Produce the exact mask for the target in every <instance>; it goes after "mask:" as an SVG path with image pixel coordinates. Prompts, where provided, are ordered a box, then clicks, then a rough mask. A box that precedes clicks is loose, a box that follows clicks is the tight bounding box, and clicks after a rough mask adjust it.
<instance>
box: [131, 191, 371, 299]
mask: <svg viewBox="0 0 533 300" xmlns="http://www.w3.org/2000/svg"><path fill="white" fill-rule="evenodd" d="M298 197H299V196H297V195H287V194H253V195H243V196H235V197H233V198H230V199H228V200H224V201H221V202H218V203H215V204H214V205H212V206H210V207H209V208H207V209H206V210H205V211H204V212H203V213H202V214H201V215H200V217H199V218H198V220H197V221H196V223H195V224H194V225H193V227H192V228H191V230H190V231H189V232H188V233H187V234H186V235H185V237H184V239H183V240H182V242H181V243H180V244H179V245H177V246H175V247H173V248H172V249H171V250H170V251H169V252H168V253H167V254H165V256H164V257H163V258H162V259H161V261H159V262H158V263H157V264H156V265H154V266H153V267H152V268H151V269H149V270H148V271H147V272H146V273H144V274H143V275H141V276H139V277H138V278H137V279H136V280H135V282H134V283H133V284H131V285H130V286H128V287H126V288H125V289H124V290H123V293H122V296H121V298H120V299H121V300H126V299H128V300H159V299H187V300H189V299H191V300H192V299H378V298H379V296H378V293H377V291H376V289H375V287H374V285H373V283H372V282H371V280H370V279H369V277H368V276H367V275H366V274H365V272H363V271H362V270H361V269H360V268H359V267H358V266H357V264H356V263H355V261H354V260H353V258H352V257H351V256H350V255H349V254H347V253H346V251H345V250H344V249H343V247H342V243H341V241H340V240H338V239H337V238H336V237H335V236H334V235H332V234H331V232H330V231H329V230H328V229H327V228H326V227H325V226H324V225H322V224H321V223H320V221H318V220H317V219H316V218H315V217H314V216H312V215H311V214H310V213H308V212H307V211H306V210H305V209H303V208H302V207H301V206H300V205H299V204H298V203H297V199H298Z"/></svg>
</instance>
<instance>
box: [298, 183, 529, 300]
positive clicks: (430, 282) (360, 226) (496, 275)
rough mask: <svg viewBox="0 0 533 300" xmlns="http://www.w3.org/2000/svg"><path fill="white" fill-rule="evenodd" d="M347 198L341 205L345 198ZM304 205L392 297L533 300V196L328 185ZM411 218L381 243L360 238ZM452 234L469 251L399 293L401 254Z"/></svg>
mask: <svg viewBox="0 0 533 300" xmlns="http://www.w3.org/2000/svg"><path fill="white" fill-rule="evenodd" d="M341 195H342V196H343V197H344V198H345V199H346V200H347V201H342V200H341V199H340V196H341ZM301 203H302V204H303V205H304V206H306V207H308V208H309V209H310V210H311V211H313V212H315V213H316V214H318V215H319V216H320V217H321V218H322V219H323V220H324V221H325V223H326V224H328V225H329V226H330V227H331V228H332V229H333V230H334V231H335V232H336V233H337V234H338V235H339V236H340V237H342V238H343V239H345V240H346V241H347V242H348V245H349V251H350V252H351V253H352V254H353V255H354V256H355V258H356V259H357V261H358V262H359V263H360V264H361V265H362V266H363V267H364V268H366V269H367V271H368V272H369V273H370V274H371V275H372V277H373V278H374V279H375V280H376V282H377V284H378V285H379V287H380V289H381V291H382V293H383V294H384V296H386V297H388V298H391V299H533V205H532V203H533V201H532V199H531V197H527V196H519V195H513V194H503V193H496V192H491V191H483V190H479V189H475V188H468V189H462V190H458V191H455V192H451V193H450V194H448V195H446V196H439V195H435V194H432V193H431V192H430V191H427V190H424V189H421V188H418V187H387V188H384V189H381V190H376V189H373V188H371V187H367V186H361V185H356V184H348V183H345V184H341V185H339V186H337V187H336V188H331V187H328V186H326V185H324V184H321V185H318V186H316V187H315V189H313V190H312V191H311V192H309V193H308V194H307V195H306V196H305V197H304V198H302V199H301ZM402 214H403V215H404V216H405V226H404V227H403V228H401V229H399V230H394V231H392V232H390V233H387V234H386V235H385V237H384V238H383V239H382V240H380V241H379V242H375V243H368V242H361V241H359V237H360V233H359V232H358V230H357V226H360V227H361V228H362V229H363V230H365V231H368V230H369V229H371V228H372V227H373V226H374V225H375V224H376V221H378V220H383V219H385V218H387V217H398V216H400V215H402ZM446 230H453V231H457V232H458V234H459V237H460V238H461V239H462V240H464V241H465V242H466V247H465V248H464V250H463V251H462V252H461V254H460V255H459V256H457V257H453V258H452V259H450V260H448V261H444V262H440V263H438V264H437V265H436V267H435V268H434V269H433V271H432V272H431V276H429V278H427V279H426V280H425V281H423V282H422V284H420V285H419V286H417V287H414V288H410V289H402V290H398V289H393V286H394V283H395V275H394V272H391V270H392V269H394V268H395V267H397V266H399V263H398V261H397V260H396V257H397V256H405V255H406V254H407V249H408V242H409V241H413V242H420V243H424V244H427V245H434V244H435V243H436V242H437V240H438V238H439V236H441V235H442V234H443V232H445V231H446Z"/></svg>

▬▬▬▬▬▬▬▬▬▬

▶ Your task: The full listing has to be duplicated exactly.

▶ Output of the exercise:
Produce the exact mask for the target in every <instance>; it goes after "mask:" as an SVG path with image pixel coordinates. Prompts, where provided, are ordered a box, then clicks, then a rough mask. A box that precedes clicks is loose, a box that follows clicks is the tight bounding box, and clicks after a rough mask adjust it.
<instance>
box: [131, 191, 371, 299]
mask: <svg viewBox="0 0 533 300" xmlns="http://www.w3.org/2000/svg"><path fill="white" fill-rule="evenodd" d="M298 197H299V196H297V195H287V194H253V195H243V196H235V197H233V198H230V199H228V200H224V201H221V202H218V203H215V204H214V205H212V206H210V207H209V208H207V209H206V210H205V211H204V212H203V213H202V214H201V215H200V217H199V218H198V220H197V221H196V223H195V224H194V225H193V227H192V228H191V230H190V231H189V232H188V233H187V234H186V235H185V237H184V239H183V240H182V242H181V243H180V244H179V245H177V246H175V247H173V248H172V249H171V250H170V251H169V252H168V253H167V254H165V256H164V257H163V258H162V259H161V261H159V262H158V263H157V264H156V265H154V266H153V267H152V268H151V269H149V270H148V271H147V272H146V273H144V274H143V275H141V276H139V277H138V278H137V279H136V280H135V282H134V283H133V284H131V285H130V286H128V287H126V288H125V289H124V290H123V293H122V296H121V298H120V299H121V300H126V299H128V300H159V299H187V300H189V299H191V300H192V299H378V298H379V296H378V293H377V291H376V289H375V287H374V285H373V283H372V282H371V280H370V279H369V277H368V276H367V275H366V274H365V272H363V271H362V270H361V269H360V268H359V267H358V266H357V264H356V263H355V261H354V260H353V258H352V257H351V256H350V255H349V254H347V253H346V251H345V250H344V249H343V247H342V243H341V241H340V240H338V239H337V238H336V237H335V236H334V235H332V234H331V232H330V231H329V230H328V229H327V228H326V227H325V226H324V225H322V224H321V223H320V221H318V220H317V219H316V218H315V217H314V216H312V215H311V214H310V213H308V212H307V211H306V210H305V209H303V208H302V207H301V206H300V205H299V204H298V203H297V199H298Z"/></svg>
</instance>
<instance>
box: [298, 183, 529, 300]
positive clicks: (430, 282) (360, 226) (496, 275)
rough mask: <svg viewBox="0 0 533 300" xmlns="http://www.w3.org/2000/svg"><path fill="white" fill-rule="evenodd" d="M347 198L341 205L345 198ZM304 205L392 297L533 300V196L328 185ZM411 218L381 243L360 238ZM452 234L469 251L399 293L401 254Z"/></svg>
mask: <svg viewBox="0 0 533 300" xmlns="http://www.w3.org/2000/svg"><path fill="white" fill-rule="evenodd" d="M341 195H342V196H343V197H344V198H345V199H346V200H347V201H342V200H341V199H340V196H341ZM301 203H302V204H303V205H304V206H306V207H308V208H309V209H310V210H311V211H313V212H315V213H316V214H318V215H319V216H320V217H321V218H322V219H323V220H324V221H325V223H326V224H328V225H329V226H330V227H331V228H332V229H333V230H334V231H335V232H336V233H337V234H338V235H339V236H340V237H342V238H343V239H345V240H346V241H347V242H348V245H349V251H350V252H351V253H352V254H353V255H354V256H355V258H356V259H357V261H358V262H359V263H360V264H361V265H362V266H363V267H364V268H366V269H367V271H368V272H369V273H370V274H371V275H372V277H373V278H374V279H375V280H376V282H377V284H378V285H379V287H380V289H381V291H382V293H383V294H384V296H386V297H388V298H391V299H533V205H532V203H533V201H532V199H531V197H527V196H519V195H513V194H503V193H496V192H491V191H483V190H479V189H475V188H468V189H462V190H458V191H455V192H451V193H450V194H448V195H446V196H439V195H435V194H432V193H431V192H430V191H427V190H424V189H421V188H418V187H387V188H384V189H381V190H376V189H373V188H371V187H367V186H361V185H356V184H348V183H345V184H341V185H339V186H337V187H336V188H331V187H328V186H326V185H324V184H321V185H318V186H316V187H315V189H313V190H312V191H311V192H309V193H308V194H307V195H306V196H305V197H304V198H302V199H301ZM402 214H403V215H404V216H405V226H404V227H403V228H401V229H399V230H394V231H392V232H390V233H387V234H386V235H385V237H384V238H383V239H382V240H380V241H379V242H375V243H368V242H361V241H359V237H360V233H359V232H358V230H357V226H360V227H361V228H362V229H363V230H365V231H368V230H369V229H371V228H372V227H373V226H374V225H375V224H376V221H378V220H383V219H385V218H387V217H398V216H400V215H402ZM446 230H453V231H457V232H458V234H459V237H460V238H461V239H462V240H464V241H465V242H466V247H465V248H464V250H463V251H462V252H461V254H460V255H459V256H457V257H453V258H452V259H450V260H448V261H444V262H440V263H438V264H437V265H436V267H435V268H434V269H433V271H432V272H431V276H429V278H427V279H426V280H425V281H423V282H422V284H420V285H419V286H417V287H414V288H410V289H402V290H398V289H393V286H394V283H395V275H394V272H391V270H392V269H394V268H395V267H397V266H399V263H398V261H397V260H396V257H397V256H405V255H406V254H407V249H408V242H409V241H413V242H420V243H424V244H427V245H434V244H435V243H436V242H437V240H438V238H439V236H441V235H442V234H443V232H445V231H446Z"/></svg>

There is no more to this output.